= COMPLETE THE FOLLOWING =
(a) According to the forum answer, what causes lines to be lost from the output file?
(b) Transcribe everything in the forum answer from "The mode w+" down to "again and again.".
(c) List every issue with the code that the forum answer points out.

= DOCUMENT SECTION =
>>

The mode w+
for open
causes to truncate the file, this is the reason for losing the lines, and only the last one will stay there.
An other little problem can be that this method of joining the path and the file name is not portable. You should user os.path.join
for that purpose.
with open(os.path.join(os.getcwd(),"ally_"+i+".txt"), 'a') as f:
f.write("%s\n" % file1)
An other issue can be the week performance which you can have in case of many directories and files.
In your code you run through the filenames in the directory for each extension and open the output file again and again.
One more issue can be the checking of the extension. In most cases the extension can be determined by checking the ending of the file name, but sometimes it can be misleading. E.g. '.doc'
is an extension however in a filename 'Medoc'
the ending 'doc'
is just 3 letters in a name.

<<

= DATA PROVIDED =
>>

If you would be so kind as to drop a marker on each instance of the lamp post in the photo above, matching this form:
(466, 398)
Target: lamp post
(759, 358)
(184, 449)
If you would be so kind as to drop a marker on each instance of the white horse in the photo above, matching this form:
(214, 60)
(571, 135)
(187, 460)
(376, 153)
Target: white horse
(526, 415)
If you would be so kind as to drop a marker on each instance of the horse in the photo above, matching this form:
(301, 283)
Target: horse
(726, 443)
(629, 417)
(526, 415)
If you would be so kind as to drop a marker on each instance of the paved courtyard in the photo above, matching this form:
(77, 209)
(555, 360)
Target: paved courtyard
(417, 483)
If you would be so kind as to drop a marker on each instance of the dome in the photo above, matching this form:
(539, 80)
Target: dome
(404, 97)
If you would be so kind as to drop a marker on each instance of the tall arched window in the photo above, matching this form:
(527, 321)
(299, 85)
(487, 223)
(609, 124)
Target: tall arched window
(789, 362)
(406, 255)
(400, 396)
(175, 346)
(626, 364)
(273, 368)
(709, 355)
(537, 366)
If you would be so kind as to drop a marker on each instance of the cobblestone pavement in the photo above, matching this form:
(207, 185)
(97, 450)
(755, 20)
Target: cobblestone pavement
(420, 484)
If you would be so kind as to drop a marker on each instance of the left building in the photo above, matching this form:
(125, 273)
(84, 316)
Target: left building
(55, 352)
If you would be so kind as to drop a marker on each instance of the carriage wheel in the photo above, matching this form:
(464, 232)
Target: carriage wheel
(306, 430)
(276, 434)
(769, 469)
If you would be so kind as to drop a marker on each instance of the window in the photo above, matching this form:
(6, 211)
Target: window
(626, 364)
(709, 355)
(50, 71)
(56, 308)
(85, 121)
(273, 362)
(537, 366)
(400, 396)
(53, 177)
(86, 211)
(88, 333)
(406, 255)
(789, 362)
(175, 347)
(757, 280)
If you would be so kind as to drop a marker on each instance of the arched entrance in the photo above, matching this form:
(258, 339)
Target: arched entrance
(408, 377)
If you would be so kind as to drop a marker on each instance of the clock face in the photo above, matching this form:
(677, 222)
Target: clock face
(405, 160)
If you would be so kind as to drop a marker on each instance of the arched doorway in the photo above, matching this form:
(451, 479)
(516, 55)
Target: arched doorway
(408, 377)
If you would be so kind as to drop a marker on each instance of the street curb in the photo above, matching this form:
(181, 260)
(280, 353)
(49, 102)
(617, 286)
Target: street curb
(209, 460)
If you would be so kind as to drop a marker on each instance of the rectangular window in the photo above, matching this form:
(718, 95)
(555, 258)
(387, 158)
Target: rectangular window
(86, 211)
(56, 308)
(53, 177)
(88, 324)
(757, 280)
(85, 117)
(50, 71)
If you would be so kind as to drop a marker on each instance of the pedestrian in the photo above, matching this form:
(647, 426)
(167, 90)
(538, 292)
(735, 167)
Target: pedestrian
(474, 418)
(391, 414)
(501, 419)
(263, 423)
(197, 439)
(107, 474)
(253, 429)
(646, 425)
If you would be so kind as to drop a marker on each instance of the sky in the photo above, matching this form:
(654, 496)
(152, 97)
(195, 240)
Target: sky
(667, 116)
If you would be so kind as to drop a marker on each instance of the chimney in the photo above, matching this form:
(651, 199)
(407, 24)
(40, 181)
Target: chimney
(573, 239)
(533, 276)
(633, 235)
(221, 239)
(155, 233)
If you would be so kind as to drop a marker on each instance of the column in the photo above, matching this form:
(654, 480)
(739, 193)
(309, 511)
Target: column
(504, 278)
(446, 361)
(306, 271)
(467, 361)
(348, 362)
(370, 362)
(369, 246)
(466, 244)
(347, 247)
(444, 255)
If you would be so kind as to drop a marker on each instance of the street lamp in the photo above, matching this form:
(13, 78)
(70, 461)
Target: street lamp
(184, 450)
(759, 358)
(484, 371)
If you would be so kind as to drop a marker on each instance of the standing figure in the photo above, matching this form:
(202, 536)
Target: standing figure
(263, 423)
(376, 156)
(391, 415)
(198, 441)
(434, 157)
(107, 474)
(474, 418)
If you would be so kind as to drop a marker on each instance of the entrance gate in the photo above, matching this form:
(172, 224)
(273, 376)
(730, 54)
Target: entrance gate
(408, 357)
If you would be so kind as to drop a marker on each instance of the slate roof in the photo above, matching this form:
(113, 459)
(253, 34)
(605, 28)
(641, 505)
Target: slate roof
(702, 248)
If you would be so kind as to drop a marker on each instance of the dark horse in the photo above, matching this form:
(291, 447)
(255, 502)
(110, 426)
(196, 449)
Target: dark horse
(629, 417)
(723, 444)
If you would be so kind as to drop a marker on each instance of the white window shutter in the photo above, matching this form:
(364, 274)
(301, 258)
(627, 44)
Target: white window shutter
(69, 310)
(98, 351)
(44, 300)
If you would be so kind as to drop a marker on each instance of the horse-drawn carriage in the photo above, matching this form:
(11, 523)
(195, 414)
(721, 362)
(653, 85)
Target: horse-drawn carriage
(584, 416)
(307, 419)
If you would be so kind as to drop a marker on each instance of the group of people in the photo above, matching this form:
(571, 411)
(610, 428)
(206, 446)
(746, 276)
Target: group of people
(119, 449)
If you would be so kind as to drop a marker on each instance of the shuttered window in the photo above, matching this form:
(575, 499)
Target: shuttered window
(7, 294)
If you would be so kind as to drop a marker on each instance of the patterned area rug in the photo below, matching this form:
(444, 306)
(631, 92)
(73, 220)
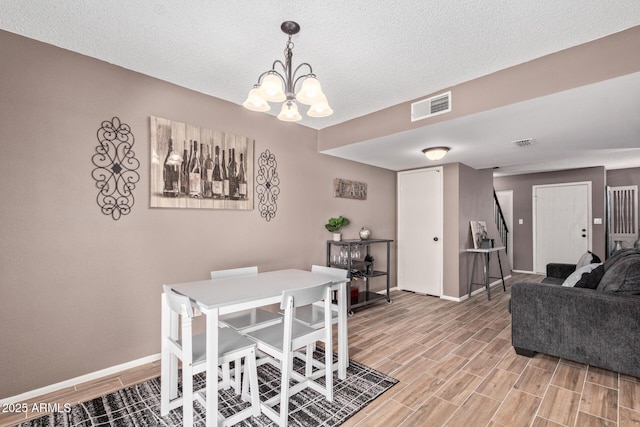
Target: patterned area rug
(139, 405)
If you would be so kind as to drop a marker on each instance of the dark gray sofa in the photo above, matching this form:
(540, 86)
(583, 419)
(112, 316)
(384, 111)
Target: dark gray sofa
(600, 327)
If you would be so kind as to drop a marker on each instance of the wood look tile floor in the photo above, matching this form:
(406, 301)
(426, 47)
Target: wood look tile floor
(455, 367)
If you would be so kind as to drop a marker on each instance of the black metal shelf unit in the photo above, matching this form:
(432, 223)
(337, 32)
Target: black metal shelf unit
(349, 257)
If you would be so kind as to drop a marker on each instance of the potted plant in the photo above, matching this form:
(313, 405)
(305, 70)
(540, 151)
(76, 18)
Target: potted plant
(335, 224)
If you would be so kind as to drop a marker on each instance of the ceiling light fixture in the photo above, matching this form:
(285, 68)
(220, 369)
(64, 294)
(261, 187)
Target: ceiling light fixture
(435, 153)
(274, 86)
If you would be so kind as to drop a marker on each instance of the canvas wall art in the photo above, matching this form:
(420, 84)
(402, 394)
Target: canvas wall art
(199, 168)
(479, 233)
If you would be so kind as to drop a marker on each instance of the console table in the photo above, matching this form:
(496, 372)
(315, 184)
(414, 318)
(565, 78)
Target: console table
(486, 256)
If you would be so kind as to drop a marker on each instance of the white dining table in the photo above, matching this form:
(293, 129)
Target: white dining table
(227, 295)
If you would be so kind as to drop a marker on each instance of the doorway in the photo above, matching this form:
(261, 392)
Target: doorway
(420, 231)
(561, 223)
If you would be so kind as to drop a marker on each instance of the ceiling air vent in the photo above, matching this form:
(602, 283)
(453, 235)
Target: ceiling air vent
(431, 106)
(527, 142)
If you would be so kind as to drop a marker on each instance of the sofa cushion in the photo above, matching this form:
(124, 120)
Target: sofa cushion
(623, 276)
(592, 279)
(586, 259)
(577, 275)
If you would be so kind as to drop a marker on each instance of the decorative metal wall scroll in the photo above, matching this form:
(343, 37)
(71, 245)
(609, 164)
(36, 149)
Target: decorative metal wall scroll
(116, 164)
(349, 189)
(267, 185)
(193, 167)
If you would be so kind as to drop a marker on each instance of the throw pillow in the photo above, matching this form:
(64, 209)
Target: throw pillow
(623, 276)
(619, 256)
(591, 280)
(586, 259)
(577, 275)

<<

= PROBLEM SOLUTIONS =
(a) Opening the file with mode w+ truncates it, so only the last line stays.

(b)
The mode w+
for open
causes to truncate the file, this is the reason for losing the lines, and only the last one will stay there.
An other little problem can be that this method of joining the path and the file name is not portable. You should user os.path.join
for that purpose.
with open(os.path.join(os.getcwd(),"ally_"+i+".txt"), 'a') as f:
f.write("%s\n" % file1)
An other issue can be the week performance which you can have in case of many directories and files.
In your code you run through the filenames in the directory for each extension and open the output file again and again.

(c)
- The w+ mode for open truncates the file, so lines are lost and only the last one stays.
- The way the path and the file name are joined is not portable; os.path.join should be used instead.
- Performance can be weak with many directories and files, because the code runs through the file names for each extension and opens the output file again and again.
- Checking the extension by the ending of the file name can be misleading, as with 'doc' at the end of the name 'Medoc'.